● EXERCISE PASSAGE:
>>
But such a response is no long-term solution. In the long-term, as a nation,
we protect ourselves best against terrorism by behaving in the world in a
way that inspires respect, even affection. To earn that respect, we must
first respect others, and we must seek to be true to our own highest national
values, first at home where poverty and inequality are growing and hope for
more and more Americans is diminishing, and then also in our dealings with
other nations. To become an international bully, barging ahead with a narrow
and convoluted view of our interests, while being insensitive to the legitimate
interests and aspirations of the people of other nations, makes America itself
a highly dangerous international weapon of mass destruction.
I have heard no arguments from the Bush administration that come even close
to convincing me that a war now with Iraq would be a just war. The public
opinion polls make clear that Americans see Saddam Hussein as a bad person.
But they also make clear that, even if Iraq does possess weapons of mass
destruction, a strong majority of Americans cannot see justice in the expenditure
of American and other lives to unseat him in a pre-emptive way. Political
moderates among us must speak out loudly and persistently, so that the administration
cannot cast opposition to such a war as in any way a politically extreme
position. We should make it clear that continued pursuit of the policies
on which our president has embarked, in light of such strong and broad-based
popular opposition, is political suicide. I pray that the president does
not have to learn that lesson directly because, if he does, thousands of
Americans and perhaps hundreds of thousands of Iraqis and others will have
died for no just reason.
<<
● EXERCISE REQUIREMENTS:
• 1. According to the passage on war with Iraq, how do public opinion polls show Americans see Saddam Hussein?
• 2. List every action that the passage on war with Iraq says "we" or someone "must" take.
• 3. Extend the passage on war with Iraq, starting after its final sentence.

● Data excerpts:
>>
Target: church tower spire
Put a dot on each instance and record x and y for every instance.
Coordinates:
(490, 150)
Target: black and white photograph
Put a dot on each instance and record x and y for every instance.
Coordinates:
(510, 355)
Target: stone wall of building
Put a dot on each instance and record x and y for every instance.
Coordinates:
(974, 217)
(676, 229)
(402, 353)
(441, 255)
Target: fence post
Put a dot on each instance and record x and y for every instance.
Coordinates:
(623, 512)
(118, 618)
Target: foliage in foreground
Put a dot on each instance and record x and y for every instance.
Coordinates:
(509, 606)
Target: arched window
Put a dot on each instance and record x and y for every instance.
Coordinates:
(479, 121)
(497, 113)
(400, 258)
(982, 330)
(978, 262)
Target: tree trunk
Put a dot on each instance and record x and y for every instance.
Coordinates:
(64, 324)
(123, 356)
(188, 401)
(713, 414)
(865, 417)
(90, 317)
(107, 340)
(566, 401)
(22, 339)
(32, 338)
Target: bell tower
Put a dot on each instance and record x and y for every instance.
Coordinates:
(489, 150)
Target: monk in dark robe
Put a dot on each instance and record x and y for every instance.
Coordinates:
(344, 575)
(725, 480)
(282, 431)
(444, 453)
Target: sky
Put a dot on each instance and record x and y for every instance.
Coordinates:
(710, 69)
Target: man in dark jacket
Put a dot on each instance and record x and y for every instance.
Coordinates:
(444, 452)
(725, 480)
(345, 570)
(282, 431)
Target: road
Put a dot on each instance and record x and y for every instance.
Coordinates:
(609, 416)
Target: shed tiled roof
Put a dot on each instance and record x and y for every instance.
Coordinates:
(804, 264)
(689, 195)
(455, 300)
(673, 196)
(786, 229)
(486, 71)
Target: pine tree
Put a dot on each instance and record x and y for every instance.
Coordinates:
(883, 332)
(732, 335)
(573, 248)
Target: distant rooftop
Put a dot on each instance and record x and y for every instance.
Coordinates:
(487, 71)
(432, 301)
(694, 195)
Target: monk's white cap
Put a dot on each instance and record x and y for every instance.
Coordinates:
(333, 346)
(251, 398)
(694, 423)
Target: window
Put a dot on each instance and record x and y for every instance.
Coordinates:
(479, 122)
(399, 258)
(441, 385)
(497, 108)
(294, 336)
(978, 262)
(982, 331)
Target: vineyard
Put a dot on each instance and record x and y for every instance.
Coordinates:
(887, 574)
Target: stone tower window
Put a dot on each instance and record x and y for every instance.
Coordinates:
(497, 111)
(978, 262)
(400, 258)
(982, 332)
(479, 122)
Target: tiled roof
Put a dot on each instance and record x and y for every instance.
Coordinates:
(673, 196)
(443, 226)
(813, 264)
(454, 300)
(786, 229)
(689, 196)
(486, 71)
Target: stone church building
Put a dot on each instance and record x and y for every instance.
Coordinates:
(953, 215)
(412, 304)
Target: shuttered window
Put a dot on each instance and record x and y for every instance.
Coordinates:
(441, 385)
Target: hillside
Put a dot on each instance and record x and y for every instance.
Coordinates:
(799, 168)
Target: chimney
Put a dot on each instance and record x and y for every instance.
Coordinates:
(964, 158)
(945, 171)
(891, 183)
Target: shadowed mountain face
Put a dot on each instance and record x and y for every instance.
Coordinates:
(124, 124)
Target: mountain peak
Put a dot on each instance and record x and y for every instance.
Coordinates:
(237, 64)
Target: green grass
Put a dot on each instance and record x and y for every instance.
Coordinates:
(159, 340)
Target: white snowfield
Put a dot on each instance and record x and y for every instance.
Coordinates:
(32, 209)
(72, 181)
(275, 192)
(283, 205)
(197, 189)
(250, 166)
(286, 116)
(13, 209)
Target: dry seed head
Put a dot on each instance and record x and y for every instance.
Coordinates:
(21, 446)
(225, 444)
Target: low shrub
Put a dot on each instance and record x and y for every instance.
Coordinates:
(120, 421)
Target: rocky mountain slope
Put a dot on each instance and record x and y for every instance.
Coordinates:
<<
● OUTPUTS FOR THE TASKS:
• 1. As a bad person.

• 2.
- Respect others
- Seek to be true to our own highest national values
- Political moderates must speak out loudly and persistently

• 3.
In addition, by undertaking huge and unnecessary expenditures to finance
a war with Iraq which must necessarily divert federal funds from critical
social and educational programs, by introducing a proposal for a further
highly regressive federal tax cut that will force even larger cuts in our
federal social safety net, by weighing in as it has in the affirmative action
case against the University of Michigan currently before the Supreme Court,
and by attacking head on the hard won rights of women to reproductive freedom,
this administration shows a hard fist instead of the compassion and commitment
to justice, inclusion, and fairness of its political rhetoric. Where indeed
would the president be today, as Frank Rich suggested in Saturday’s
New York Times, without the affirmative action policy at Yale that favors
admission of the children of wealthy alumni? I do not believe the president
is remotely in tune with mainstream America on these issues. His war posture
and his tax policy are bad, not good, for business, and the St. Lawrence
alumni I talk to around the country—especially those involved in international
business—believe he is making a huge mistake. If he persists, we must
turn him out of office.
Make no mistake. We live in very dangerous times. But a great deal of the
danger we are in is because we—that is you, I and hundreds of thousands
of others—are not standing up to the political machine our president
has put in place. Martin Luther King, Jr. worried that he was a coward, but
there is absolutely no doubt that he had the courage to speak truth to power.
Each of us in our own way, guided by our own consciences, must do the same.
It is with a heavy heart that I feel I have to speak to you on these matters.
They require far more development than I have been able to accomplish in
these short remarks. None of this is simple. But I pray for a change of direction,
and I wanted to share my growing worry about our country. I could not do
otherwise on this day. I thank you for listening.